Document segment:
Tuesday, August 23, 2011

Want to Wreck Things and Rake In Millions? Become a Pfizer CEO

Let me tell you a little story, that has very broad implications about national economic policy, and eventually get around to saying something that relates to the pharmaceutical industry.

Andrew Carnegie, who in his day was sort of Bill Gates and Warren Buffett wrapped into one, wrote an essay called "The Gospel of Wealth." As rich guys go Carnegie was not a bad sort; he believed that the rich should give away most of their wealth to community charities such as libraries and museums. But Carnegie also had pretty strict views about why you should not give direct charity to the poor. He described an instance in which a philanthropist he knew gave a quarter to a beggar. Carnegie was outraged, and insisted that that single stupid act was bad enough to undo all the good work this philanthropist had achieved over a lifetime. First, he was quite sure that the beggar would use that quarter for some immoral purpose--and those were the days when a quarter would actually buy something. But more important, Carnegie was sure that giving assistance to a poor person was a sure way to sap that individual's sense of responsibility, and lead inexorably to what today people would term the "culture of poverty," always waiting around for a handout and doing nothing to pull oneself up by those proverbial bootstraps.

I don't think that Carnegie had a name for this phenomenon, but when conservative economists started creating the theories that led to Reaganism and supply-side policies in the late 1970s, somebody came up with the term "moral hazard." The basic idea is that if people are in unfortunate straits and you give them some sort of aid, all you do is increase the rewards for being in those straits and make that behavior even more attractive in the future, which works directly against the unfortunate bettering themselves. So basically any federal program to help the needy in any way is a bad idea.

Records shown:
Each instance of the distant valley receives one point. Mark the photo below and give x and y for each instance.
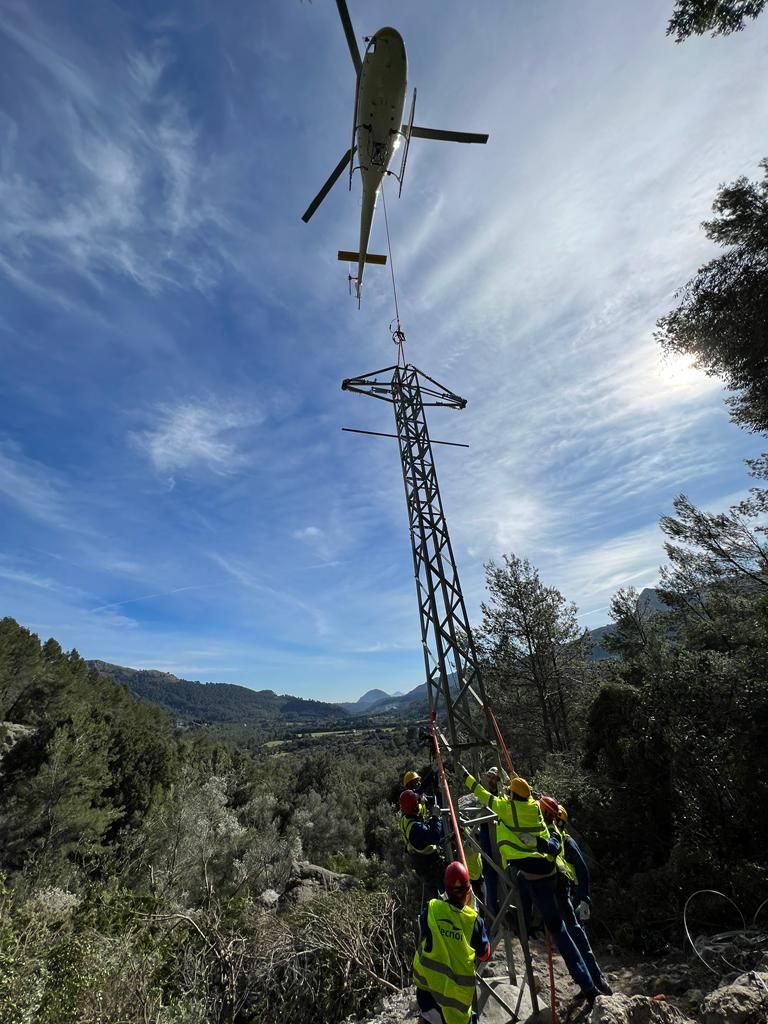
==
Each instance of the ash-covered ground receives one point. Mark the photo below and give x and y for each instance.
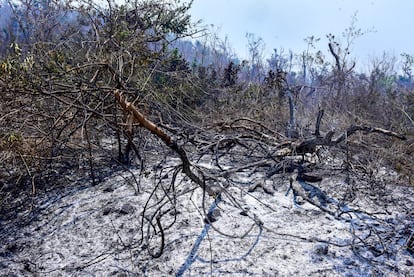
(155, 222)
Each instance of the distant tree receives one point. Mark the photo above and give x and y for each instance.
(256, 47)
--
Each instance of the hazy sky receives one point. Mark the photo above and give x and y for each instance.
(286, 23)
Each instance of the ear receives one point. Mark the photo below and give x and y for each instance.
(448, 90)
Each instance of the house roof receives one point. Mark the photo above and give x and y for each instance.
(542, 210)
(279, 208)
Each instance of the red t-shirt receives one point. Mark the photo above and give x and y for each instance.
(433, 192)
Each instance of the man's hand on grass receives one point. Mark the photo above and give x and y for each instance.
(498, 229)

Apply what you read:
- 1) Rewrite the part of the blog post that opens with the words containing "Want to Wreck" and closes with "the pharmaceutical industry.", replacing "story" with "tale".
- 2) According to the blog post, what was the title of the essay Andrew Carnegie wrote?
- 3) Continue the blog post from its last sentence.

Set of answers:
- 1)
Want to Wreck Things and Rake In Millions? Become a Pfizer CEO

Let me tell you a little tale, that has very broad implications about national economic policy, and eventually get around to saying something that relates to the pharmaceutical industry.

- 2) "The Gospel of Wealth."

- 3)
Okay, now back to Pharma. Dr. Roy Poses over at Health Care Renewal--http://hcrenewal.blogspot.com/2011/08/what-pfizer-iii-enormous-pay-for-poor.html--
in turn drawing on a report in Fortune magazine/CNN Money--http://hcrenewal.blogspot.com/2011/08/what-pfizer-iii-enormous-pay-for-poor.html--
tells us about the deeds and reimbursement of the most recent crop of CEOs at Pfizer. The basic bottom line is that the investigation viewed their performance as abysmal; their annual pay was in each case in excess of $10M; and during the time they were doing their best to ruin the company, they were actually granted annual raises. One former CEO, "Hank" McKinnell, more or less threw up his hands and declared his job impossible in 2002. He then sort of went missing and left a power vacuum that created severe headaches in the upper reaches of the company until he finally was forced to "retire" in 2006. He was paid $10.7M in 2003, $11.3M in 2004, and $12.8M in 2005.

This says something about bloated CEO pay throughout US corporations. This also says something about ineffective leadership at some large drug firms. But the particular lesson I wish to draw is about moral hazard. Notice that according to the gurus of our economy, if you give a poor man a quarter, you will probably ruin him for life and incidentally cause the collapse of Western civilization. If you pay a CEO extra millions of dollars every year for destroying his company, however, you are apparently following good economic principles; no "moral hazard"

In other words, there are rules for the rich and rules for the poor. And the rich are in charge. And don't you forget it.

1 comment:

Anonymous said...

how do you know that this CEO wasn't betting against the company by shorting its stock?